Given passage
◆ ◆ ◆ ◆ ◆

I am now writing in a district where a strike or a lock-out has existed for twenty weeks. During this time thousands of pounds have been contributed to the relief of the suffering, so much so that very few cases of deep need exist. Fifty years ago I could have found more acute suffering in a population of 7000 inhabitants than I can see to-day in moving among a population of 160,000.
So much for the difference caused by a beneficent and Christian Socialism.
At the time of which I write there was no such Socialism. The time of figs was not yet. There was rather a determination "to put down" the masses. The people, nevertheless, were willing to work. They were even anxious to work, as some years previously trade in the Potteries had been in a fairly flourishing condition, so far as the constancy of it had been concerned. With plenty of trade, however, the long hours of labour had tended to lengthen. Wages remained scanty, and as there was no effective trade-unionism the workers did not share in the improved profits, but simply got more abundant toil.
When slackness came again, as it did about 1839, with this slackness came attempts even to reduce wages, increasing poverty and increasing exasperation of the people went hand in hand. This state of things produced a general condition of mind favourable to any change. Hopeless poverty is a fruitful soil for revolution. Chartism, just then rising into notoriety in the country, professed to be able to show the sure way to beneficent changes.
There was another cause which helped on the general discontent. While the employers were becoming increasingly rampant in their exactions, pressing the utmost hours of labour at the lowest prices, there were increasing signs on every hand of their growing wealth. Men who, a few years before, had been themselves workmen or small manufacturers were now becoming large manufacturers, building big houses, and surrounding themselves with luxuries and elegancies, which were the sure signs of growing wealth. These signs were coincident with the pleading of manufacturers of the need for lower wages. The result was a deepening sullenness, a deepening defiance over the whole district. This was the common mood when "the six points of the Charter'' were brought forth like so many radiant finger-posts, pointing the people to a Land of Promise near at hand.
These were the conditions prevailing
when the colliers' strike occurred in July 1842. The effect of this strike was to stop many of the pot-works for want of coal, and thus to aggravate the general distress and disaffection.

◆ ◆ ◆ ◆ ◆

Photo object pointing records
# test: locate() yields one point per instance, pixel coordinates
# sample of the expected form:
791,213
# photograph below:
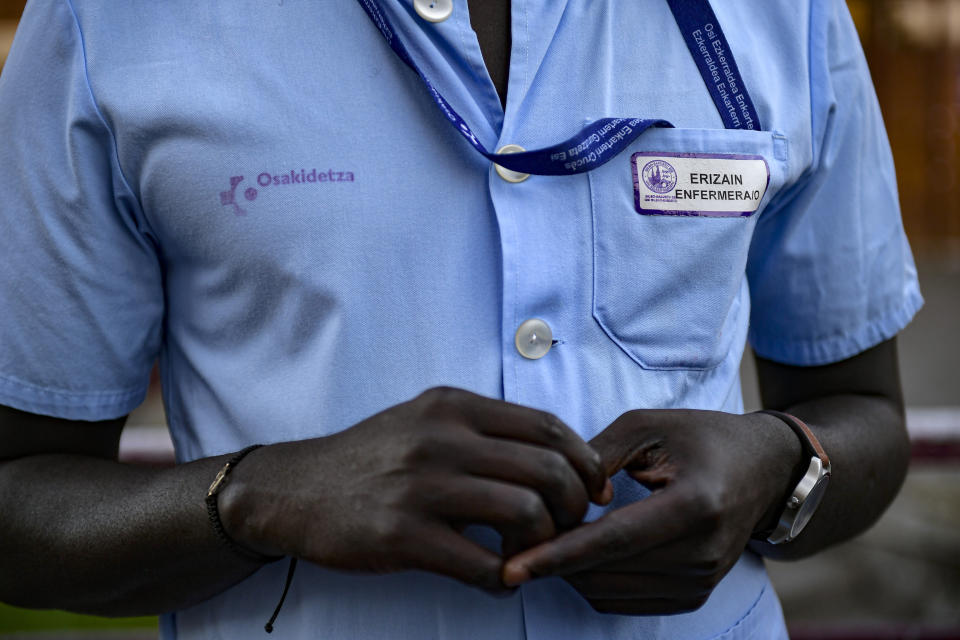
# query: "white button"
433,10
534,338
507,174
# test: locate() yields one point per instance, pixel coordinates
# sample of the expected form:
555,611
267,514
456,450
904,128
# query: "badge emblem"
659,176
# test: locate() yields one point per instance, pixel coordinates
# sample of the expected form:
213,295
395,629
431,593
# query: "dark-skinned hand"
395,491
715,479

◆ ◆ ◆ ◆ ◆

Task list
• a. Decide whether each statement agrees with the Potteries passage. Answer yes or no for each, quoting the words from the passage that settle it.
(i) The writer says very few cases of deep need exist in the district of the present strike.
(ii) Workers shared in the improved profits because trade-unionism was effective.
(iii) The colliers' strike took place in July 1842.
• b. According to the Potteries passage, why did the colliers' strike worsen the general distress? Answer in one to three sentences.
• c. Carry on the Potteries passage from the point where it stops.
None of the data is needed here.

Responses for each task
• a.
(i) Yes: "very few cases of deep need exist."
(ii) No: "as there was no effective trade-unionism the workers did not share in the improved profits."
(iii) Yes: "when the colliers' strike occurred in July 1842."

• b. The strike cut off the coal supply, so many of the pot-works had to stop. That stoppage aggravated the general distress and disaffection.

• c.
After Thomas Cooper's harangues at the Crown Bank, Hanley, on the 14th of August, and on the following morning, at the same place, his fervid denunciation of the people's oppressors acted like a fell inspiration in the hearts of his hearers.
But in Hanley another attack was being made upon the parsonage of the Rev. R. E. Aitkens. Here, unfortunately, more beer and wines were found, and the desperate men who drank them were ready for any villainy. This house was set on fire and its contents destroyed. From this house they went to Lawyer Parker's, and his house was soon wrapped in flames. The same fate befel the house of Mr Bailey Rose, the stipendiary magistrate.
Cooper was unfortunate in his time rather than in his method of advocacy. He was equally ardent in his later days, but in 1843 the "schoolmaster" had not been abroad. The ignorance of those days—the direct product of such government as the people had had for generations—was responsible for the mischief which followed, and not Cooper's smiting the wrongs under which the people suffered.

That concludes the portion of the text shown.